* TASK STATEMENT
Give back exactly the lines spanning from the one containing "evenodd fill-rule" to the final line of the records below, and no others.

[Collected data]

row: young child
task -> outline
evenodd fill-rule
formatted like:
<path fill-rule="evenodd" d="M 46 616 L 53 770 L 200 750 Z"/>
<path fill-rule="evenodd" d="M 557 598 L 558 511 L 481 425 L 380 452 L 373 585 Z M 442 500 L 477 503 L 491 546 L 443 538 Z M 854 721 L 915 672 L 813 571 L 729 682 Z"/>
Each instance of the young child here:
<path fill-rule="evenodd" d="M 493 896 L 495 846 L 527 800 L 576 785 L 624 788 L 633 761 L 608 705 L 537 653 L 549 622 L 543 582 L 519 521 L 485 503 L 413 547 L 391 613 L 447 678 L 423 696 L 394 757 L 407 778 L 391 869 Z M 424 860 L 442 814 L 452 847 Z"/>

* RESPONSE TO THE TASK
evenodd fill-rule
formatted like:
<path fill-rule="evenodd" d="M 46 616 L 53 770 L 200 750 Z"/>
<path fill-rule="evenodd" d="M 557 598 L 558 511 L 481 425 L 380 452 L 373 585 Z M 442 500 L 477 503 L 491 546 L 443 538 Z M 854 721 L 915 672 L 813 571 L 729 682 Z"/>
Each instance of the young child here:
<path fill-rule="evenodd" d="M 493 896 L 495 846 L 527 800 L 576 785 L 624 788 L 633 761 L 608 705 L 537 653 L 549 622 L 543 582 L 519 521 L 485 503 L 413 547 L 391 613 L 447 678 L 423 696 L 394 757 L 407 778 L 391 869 Z M 424 860 L 442 814 L 452 847 Z"/>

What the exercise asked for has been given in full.